▶ GIVEN INSTRUCTION
Reproduce the lines below with "perception module" swapped for "vision system" wherever it occurs and everything else unchanged. Leave the pictures out.

▶ GIVEN DATA

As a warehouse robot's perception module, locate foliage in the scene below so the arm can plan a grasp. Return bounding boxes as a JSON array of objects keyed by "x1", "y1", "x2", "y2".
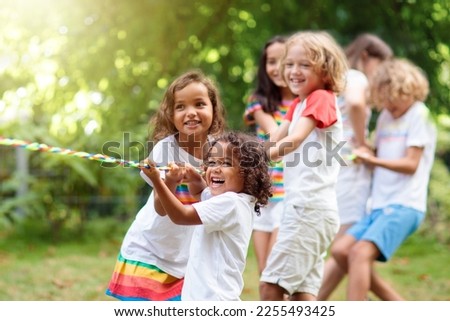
[{"x1": 0, "y1": 0, "x2": 450, "y2": 240}]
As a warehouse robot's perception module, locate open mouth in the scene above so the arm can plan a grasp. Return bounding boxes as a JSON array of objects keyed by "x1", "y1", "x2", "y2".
[
  {"x1": 184, "y1": 120, "x2": 200, "y2": 126},
  {"x1": 211, "y1": 178, "x2": 225, "y2": 186}
]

▶ TASK RESULT
As a warehouse robot's vision system, locate foliage in the scene below so the arm can plan a grasp. Return bounding boxes as a JSON array of objects keyed by "x1", "y1", "x2", "y2".
[{"x1": 0, "y1": 0, "x2": 450, "y2": 240}]
As a warehouse robot's vision system, locate open mouth in the scene above so the arm can plan a grasp. Return bounding boxes as a JSON array of objects keyed by "x1", "y1", "x2", "y2".
[
  {"x1": 184, "y1": 120, "x2": 200, "y2": 126},
  {"x1": 211, "y1": 178, "x2": 225, "y2": 186}
]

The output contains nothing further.